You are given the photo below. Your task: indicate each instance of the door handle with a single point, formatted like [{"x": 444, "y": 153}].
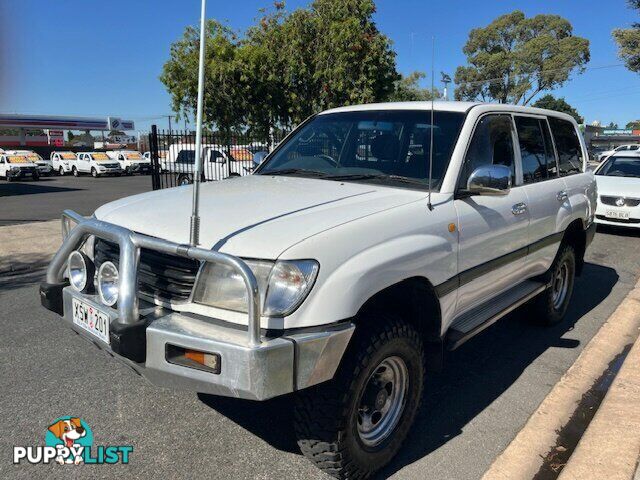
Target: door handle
[{"x": 519, "y": 208}]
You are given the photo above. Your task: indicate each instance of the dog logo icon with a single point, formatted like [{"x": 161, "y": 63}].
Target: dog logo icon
[{"x": 70, "y": 435}]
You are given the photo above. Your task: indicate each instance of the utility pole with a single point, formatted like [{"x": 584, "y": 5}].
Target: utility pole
[{"x": 446, "y": 79}]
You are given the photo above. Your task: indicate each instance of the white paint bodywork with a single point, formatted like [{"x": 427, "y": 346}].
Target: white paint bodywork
[
  {"x": 620, "y": 187},
  {"x": 369, "y": 237},
  {"x": 85, "y": 161}
]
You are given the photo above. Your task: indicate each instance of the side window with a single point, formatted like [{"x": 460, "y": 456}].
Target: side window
[
  {"x": 538, "y": 159},
  {"x": 492, "y": 143},
  {"x": 567, "y": 145}
]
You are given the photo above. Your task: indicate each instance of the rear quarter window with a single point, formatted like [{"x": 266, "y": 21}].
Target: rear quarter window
[{"x": 568, "y": 146}]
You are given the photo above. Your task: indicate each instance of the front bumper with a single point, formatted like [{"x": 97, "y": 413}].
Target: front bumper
[{"x": 252, "y": 366}]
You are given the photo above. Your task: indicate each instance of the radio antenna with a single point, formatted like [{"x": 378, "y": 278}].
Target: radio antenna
[
  {"x": 433, "y": 54},
  {"x": 194, "y": 229}
]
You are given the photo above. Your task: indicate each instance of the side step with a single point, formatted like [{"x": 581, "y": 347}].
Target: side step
[{"x": 474, "y": 321}]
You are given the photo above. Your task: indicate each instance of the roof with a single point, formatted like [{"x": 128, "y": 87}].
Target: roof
[
  {"x": 439, "y": 105},
  {"x": 452, "y": 106}
]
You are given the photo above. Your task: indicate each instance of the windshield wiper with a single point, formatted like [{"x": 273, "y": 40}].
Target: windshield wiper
[
  {"x": 296, "y": 171},
  {"x": 377, "y": 176}
]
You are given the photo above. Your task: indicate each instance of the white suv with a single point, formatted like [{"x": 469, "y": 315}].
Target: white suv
[{"x": 341, "y": 270}]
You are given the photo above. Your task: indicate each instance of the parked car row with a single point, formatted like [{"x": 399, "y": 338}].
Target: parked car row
[{"x": 17, "y": 164}]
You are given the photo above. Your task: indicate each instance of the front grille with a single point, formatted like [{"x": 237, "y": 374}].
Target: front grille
[
  {"x": 160, "y": 276},
  {"x": 628, "y": 202},
  {"x": 618, "y": 220}
]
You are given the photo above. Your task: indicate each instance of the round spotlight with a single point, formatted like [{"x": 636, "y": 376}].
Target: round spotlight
[
  {"x": 81, "y": 270},
  {"x": 108, "y": 283}
]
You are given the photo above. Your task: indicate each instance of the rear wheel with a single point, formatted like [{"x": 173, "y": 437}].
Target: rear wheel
[
  {"x": 551, "y": 305},
  {"x": 353, "y": 425}
]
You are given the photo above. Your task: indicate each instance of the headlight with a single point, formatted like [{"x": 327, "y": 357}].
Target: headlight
[
  {"x": 108, "y": 283},
  {"x": 283, "y": 285},
  {"x": 81, "y": 271}
]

+++

#### [WHAT THE EXERCISE ASKS]
Write out each line again precisely as it appears, skipping every picture.

#### [CORRECT ANSWER]
You are given the photo below. Your task: indicate each instance of the door handle with a single point, formatted like [{"x": 444, "y": 153}].
Target: door handle
[{"x": 519, "y": 208}]
You are given the photo above. Your task: indicate each instance of the dog logo icon with a single point, formatted like [{"x": 161, "y": 63}].
Target: dog logo icon
[{"x": 70, "y": 435}]
You are given the photo above. Your task: indicate each instance of the utility pole with a single point, formatted like [{"x": 584, "y": 5}].
Target: utility pole
[{"x": 446, "y": 79}]
You are given the photo above. Your task: indicate each instance of the white paint bodywork with a single point, formatted like [{"x": 427, "y": 346}].
Target: white paint bodywork
[
  {"x": 620, "y": 187},
  {"x": 369, "y": 237},
  {"x": 85, "y": 161}
]
You are given the photo above. Your task: indicate each instance of the side window with a single point, formatted like [{"x": 460, "y": 456}].
Target: side window
[
  {"x": 538, "y": 159},
  {"x": 492, "y": 143},
  {"x": 567, "y": 145}
]
You are given the photo above. Your task: indicate each instance of the rear quarter window with a single point, formatted like [{"x": 266, "y": 21}].
Target: rear quarter window
[{"x": 568, "y": 146}]
You are given the photo above. Your task: indicate each instance of the front bumper with a single point, formatted like [{"x": 97, "y": 413}].
Target: front bumper
[{"x": 252, "y": 366}]
You are given the photo above. Your task: indicate each instance of the radio antenna with a single point, formatted like [{"x": 378, "y": 278}].
Target: radio antenna
[
  {"x": 433, "y": 54},
  {"x": 194, "y": 229}
]
You are given the photo above. Your task: indicate each instance of the side step with a single point, formatted like [{"x": 581, "y": 347}].
Target: side step
[{"x": 474, "y": 321}]
You are given the photo above. Your task: indicate each instance of the roof with a single point, formatted like [{"x": 128, "y": 87}].
Target: roof
[
  {"x": 439, "y": 105},
  {"x": 452, "y": 106}
]
You are given the photo above. Your task: indicate each instance of the windshield wiper with a single point, formatted like [{"x": 273, "y": 40}].
Target: windshield wiper
[
  {"x": 296, "y": 171},
  {"x": 377, "y": 176}
]
You are given the photo above. Your task: indicate each instance of the white suv with a single point, formatted like [{"x": 469, "y": 315}].
Target: white suv
[{"x": 341, "y": 270}]
You are given the photo above. Your task: indicate each instance of the parked car row with a single point, formatted like [{"x": 399, "y": 338}].
Target: parked car row
[{"x": 17, "y": 164}]
You are given the photo above. Your task: indicate each instance of the front grille with a single point, formatted like [{"x": 237, "y": 374}].
Target: front grille
[
  {"x": 160, "y": 276},
  {"x": 628, "y": 202},
  {"x": 618, "y": 220}
]
You are given the photo above. Your task: indicate each instance of the round spotlight with a single point, formatted like [{"x": 636, "y": 376}].
Target: round spotlight
[
  {"x": 81, "y": 270},
  {"x": 108, "y": 283}
]
You are given the photo above. Your task: indicate each instance of the rear wheel with a single point, formatted like [{"x": 173, "y": 437}].
Target: rear wheel
[
  {"x": 551, "y": 305},
  {"x": 353, "y": 425}
]
You are given the photo above. Your task: indicate each instance of the headlight with a single point, formatted like [{"x": 327, "y": 357}].
Target: headlight
[
  {"x": 108, "y": 283},
  {"x": 283, "y": 285},
  {"x": 81, "y": 271}
]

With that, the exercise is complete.